● Text shown:
--*--

By: Argielou A. Flores, MSU-IIT

 

Show that

\overrightarrow{S_1} \cdot \overrightarrow{S_1} = \frac{1}{2}(S_{1+}S_{2-} + S_{1-}S_{2+}) + S_{1z}S_{2z}

where \overrightarrow{S_1} and \overrightarrow{S_2} are spin operators of particle 1 and 2, respectively.

 

Solution:

We define the following:

\overrightarrow{S_1} = S_{1x}\hat{i} + S_{1y}\hat{j} + S_{1z}\hat{k}\\*\overrightarrow{S_2} = S_{2x}\hat{i} + S_{2y}\hat{j} + S_{2z}\hat{k}

 

Taking the product of the two operators

\overrightarrow{S_1} \cdot \overrightarrow{S_2} = S_{1x}S_{2x} + S_{1y}S_{2y} + S_{1z}S_{2z}         (a)

--*--

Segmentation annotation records
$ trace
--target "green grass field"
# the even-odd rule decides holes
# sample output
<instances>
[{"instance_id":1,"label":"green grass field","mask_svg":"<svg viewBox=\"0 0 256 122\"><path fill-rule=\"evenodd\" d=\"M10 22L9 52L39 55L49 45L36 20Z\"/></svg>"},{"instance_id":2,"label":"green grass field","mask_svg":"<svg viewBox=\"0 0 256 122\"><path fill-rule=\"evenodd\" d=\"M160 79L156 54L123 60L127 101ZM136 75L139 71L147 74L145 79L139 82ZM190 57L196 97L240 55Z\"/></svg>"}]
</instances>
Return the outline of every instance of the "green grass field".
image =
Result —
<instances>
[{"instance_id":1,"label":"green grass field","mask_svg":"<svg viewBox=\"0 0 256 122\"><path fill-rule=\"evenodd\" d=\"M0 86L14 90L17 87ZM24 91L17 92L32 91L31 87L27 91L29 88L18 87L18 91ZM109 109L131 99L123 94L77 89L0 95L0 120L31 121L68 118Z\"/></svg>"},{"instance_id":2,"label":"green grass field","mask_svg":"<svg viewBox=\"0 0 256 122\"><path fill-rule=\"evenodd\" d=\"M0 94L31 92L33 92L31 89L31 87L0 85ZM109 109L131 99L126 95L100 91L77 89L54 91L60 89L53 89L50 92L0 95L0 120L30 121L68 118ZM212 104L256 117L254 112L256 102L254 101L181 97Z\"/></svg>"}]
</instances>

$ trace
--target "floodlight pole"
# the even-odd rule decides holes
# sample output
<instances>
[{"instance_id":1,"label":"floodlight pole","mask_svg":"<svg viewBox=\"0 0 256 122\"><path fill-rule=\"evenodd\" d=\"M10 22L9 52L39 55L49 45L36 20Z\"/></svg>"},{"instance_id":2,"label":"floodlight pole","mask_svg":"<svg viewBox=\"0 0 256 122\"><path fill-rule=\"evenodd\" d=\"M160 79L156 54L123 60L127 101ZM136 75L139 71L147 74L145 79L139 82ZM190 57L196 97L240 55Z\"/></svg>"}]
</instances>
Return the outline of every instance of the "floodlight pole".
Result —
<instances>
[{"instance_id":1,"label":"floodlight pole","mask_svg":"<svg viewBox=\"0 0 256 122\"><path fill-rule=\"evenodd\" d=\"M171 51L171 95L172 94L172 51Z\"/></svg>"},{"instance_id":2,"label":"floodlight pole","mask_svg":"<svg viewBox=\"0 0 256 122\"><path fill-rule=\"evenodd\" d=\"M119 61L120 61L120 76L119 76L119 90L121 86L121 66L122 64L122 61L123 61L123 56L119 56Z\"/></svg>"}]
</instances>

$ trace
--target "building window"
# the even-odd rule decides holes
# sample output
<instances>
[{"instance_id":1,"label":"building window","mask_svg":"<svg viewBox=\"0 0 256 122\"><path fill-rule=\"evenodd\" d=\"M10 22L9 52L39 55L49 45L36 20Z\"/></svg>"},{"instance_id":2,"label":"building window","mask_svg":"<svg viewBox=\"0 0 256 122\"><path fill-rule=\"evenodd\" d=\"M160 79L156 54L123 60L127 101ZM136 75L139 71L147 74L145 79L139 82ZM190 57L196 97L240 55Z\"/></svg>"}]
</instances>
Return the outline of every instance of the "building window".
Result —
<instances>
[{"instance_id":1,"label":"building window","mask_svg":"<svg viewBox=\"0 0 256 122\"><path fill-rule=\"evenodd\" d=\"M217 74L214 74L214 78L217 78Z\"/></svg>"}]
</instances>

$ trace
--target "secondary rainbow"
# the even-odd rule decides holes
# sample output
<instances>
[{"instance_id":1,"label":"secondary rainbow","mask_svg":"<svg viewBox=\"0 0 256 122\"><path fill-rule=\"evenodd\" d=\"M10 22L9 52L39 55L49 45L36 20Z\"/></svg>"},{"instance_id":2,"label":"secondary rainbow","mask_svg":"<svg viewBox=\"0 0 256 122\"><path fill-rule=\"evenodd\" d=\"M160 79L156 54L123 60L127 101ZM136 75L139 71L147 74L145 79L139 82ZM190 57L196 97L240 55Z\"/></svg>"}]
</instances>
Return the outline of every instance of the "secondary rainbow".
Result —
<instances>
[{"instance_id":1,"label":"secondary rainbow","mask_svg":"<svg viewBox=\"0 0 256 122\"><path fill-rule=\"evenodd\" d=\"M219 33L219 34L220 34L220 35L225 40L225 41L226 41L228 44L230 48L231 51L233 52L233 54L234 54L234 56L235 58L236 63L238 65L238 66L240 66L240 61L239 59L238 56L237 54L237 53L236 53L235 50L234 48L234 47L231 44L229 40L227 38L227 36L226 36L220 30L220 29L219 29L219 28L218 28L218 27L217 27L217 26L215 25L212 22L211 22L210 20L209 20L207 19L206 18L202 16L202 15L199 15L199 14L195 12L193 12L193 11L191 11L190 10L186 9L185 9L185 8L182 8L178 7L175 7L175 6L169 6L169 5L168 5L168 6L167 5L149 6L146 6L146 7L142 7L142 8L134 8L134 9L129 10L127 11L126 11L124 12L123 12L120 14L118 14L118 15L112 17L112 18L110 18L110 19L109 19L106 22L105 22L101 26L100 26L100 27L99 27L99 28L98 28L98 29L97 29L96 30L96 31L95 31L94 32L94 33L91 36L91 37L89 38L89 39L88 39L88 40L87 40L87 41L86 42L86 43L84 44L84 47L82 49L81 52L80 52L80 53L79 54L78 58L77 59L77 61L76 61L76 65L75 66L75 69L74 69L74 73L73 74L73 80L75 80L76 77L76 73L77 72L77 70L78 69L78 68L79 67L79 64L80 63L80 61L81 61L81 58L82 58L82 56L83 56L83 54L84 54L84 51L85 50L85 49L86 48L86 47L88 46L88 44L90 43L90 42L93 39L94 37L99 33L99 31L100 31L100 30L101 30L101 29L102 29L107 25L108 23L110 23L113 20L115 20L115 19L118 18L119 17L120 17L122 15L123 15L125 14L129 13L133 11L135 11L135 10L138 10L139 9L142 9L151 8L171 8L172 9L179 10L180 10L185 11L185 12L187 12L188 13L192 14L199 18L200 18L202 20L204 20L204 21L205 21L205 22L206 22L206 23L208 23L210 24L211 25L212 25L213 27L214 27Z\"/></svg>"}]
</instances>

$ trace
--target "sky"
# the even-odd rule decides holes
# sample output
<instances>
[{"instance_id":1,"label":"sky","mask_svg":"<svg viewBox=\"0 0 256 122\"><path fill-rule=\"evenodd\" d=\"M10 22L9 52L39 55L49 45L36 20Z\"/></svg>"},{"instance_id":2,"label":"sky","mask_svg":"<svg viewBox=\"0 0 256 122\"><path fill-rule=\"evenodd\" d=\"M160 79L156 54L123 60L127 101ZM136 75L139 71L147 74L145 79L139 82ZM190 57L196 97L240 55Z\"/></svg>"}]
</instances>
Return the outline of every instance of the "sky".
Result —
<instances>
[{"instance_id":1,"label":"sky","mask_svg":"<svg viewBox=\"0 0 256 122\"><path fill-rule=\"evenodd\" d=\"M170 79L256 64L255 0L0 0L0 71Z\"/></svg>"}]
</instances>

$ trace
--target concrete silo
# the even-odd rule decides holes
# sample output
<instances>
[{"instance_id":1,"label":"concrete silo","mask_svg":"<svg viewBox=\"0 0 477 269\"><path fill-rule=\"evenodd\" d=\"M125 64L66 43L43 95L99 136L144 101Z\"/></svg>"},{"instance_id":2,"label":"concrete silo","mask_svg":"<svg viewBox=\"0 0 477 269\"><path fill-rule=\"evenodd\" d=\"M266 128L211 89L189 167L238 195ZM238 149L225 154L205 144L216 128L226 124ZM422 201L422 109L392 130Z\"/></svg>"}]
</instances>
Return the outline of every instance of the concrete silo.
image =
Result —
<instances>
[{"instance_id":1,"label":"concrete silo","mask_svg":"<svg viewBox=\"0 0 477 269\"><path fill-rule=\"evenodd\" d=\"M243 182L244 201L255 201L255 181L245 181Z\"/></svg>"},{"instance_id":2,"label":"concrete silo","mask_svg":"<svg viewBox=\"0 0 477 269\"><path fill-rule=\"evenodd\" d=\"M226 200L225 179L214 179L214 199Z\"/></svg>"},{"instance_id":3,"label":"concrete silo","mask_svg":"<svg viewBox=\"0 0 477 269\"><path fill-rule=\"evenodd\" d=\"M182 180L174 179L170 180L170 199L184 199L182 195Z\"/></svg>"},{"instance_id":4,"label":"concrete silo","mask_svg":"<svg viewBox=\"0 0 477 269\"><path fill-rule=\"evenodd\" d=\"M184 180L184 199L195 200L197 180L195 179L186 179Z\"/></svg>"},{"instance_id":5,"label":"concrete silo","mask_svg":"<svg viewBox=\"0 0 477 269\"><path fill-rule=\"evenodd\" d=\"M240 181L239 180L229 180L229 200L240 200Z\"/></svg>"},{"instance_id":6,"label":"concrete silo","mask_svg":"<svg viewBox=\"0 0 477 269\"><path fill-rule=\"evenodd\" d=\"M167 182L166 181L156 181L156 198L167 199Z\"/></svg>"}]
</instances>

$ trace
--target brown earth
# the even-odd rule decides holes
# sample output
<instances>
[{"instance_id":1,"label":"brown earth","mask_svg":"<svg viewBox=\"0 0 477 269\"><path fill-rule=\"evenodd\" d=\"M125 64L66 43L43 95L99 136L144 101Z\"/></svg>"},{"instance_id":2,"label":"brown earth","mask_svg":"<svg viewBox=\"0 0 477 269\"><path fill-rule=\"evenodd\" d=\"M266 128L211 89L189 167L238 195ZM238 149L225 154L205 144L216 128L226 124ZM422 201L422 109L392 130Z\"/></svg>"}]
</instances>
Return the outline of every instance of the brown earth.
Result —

--*--

● Requirement:
Quote the stretch of the spin operator derivation from "By: Argielou A." through "and 2, respectively.".

● Expected answer:
By: Argielou A. Flores, MSU-IIT

 

Show that

\overrightarrow{S_1} \cdot \overrightarrow{S_1} = \frac{1}{2}(S_{1+}S_{2-} + S_{1-}S_{2+}) + S_{1z}S_{2z}

where \overrightarrow{S_1} and \overrightarrow{S_2} are spin operators of particle 1 and 2, respectively.